ドイツ盤のインナースリーヴとはこれのこと。サーカスっぽい。
なお、ザ・フール(The Fool)によるサイケなデザインのUK盤のインナースリーヴについては、B-SELSに行く様な方には説明不要でしょうから、詳しくは説明しません。
「サージェント・ペパー」は20世紀ポピュラー音楽の最高傑作と呼ばれている。
一方で、個々の曲では弱い、他のアルバムに比べると良い曲が少ない、と言われることがある。
"Strawberry Fields Forever"と"Penny Lane"をシングルとはせずに、アルバムに入れていたらもっと良かったはず、という意見もある。
だが、この素晴らしい音で聴いたからこそ分かった。
「サージェント・ペパー」は、アルバムとして完璧なかたちで完結している。アート、芸術作品として完璧なかたちでここにある、と。

* _ボックスラベル付きデータセットの抜粋_:

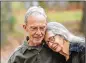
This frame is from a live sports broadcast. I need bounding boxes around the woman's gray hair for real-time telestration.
[47,22,85,42]
[25,6,47,23]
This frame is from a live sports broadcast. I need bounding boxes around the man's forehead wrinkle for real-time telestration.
[27,16,46,23]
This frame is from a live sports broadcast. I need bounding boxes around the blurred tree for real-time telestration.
[81,1,86,34]
[24,1,39,9]
[8,16,16,32]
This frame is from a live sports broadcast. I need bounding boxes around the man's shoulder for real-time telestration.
[8,45,24,63]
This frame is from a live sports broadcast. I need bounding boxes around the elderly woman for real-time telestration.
[45,22,85,63]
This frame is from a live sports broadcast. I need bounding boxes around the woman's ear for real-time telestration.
[23,25,26,29]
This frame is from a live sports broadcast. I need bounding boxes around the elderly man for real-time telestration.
[8,6,60,63]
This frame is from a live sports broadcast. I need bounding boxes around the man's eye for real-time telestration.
[40,27,45,30]
[49,36,55,41]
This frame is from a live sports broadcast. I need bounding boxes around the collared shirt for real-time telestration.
[8,41,65,63]
[8,41,85,63]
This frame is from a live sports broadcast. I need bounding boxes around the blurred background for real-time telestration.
[1,0,86,63]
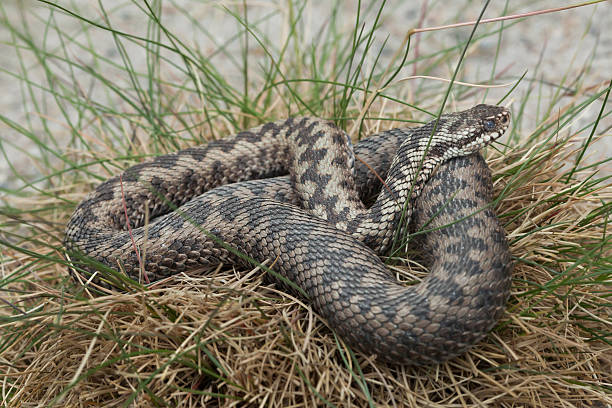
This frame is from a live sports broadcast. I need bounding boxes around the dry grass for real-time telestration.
[0,2,612,408]
[0,103,612,407]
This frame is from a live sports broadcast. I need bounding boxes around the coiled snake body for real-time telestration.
[64,105,511,364]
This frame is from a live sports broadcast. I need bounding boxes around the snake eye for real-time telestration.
[482,119,495,131]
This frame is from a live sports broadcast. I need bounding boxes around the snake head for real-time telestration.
[449,104,510,155]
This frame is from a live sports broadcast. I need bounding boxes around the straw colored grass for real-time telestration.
[0,0,612,408]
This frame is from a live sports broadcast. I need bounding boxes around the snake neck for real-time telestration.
[346,129,443,253]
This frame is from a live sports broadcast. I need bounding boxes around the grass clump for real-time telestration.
[0,1,612,407]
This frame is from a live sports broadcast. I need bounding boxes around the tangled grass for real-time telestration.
[0,2,612,408]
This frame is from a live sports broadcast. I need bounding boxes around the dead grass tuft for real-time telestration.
[0,100,612,407]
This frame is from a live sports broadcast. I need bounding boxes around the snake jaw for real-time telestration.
[457,104,510,155]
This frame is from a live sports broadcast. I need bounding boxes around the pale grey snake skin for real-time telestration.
[64,105,511,364]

* _課題と演習_:
**1)** 「サージェント・ペパー」についての文章から、「ドイツ盤のインナースリーヴとはこれのこと。サーカスっぽい。」で始まり「ない、と言われることがある。」まで続く部分を一字一句そのまま書き写してください。
**2)** 「サージェント・ペパー」についての文章の続きを、最後の文のあとから書いてください。

* _解答一覧_:
**1)**
ドイツ盤のインナースリーヴとはこれのこと。サーカスっぽい。
なお、ザ・フール(The Fool)によるサイケなデザインのUK盤のインナースリーヴについては、B-SELSに行く様な方には説明不要でしょうから、詳しくは説明しません。
「サージェント・ペパー」は20世紀ポピュラー音楽の最高傑作と呼ばれている。
一方で、個々の曲では弱い、他のアルバムに比べると良い曲が少ない、と言われることがある。

**2)**
B-SELSでの時間、至福のひとときでした。
ご店主、ありがとうございました。
以前にB-SELSはビートルズ・ファンにとってのパラダイス、ワンダーランドだと書いた。
一方で、魔窟だとも書いた。
今ではこう思っている。
桃源郷だ、と。
ただ、魔窟であろうと、桃源郷であろうと、入り込んだら最後、もう抜けられないのには変わり無い…
(追記)
B-SELSの日記で紹介されました。
ご店主、ありがとうございます!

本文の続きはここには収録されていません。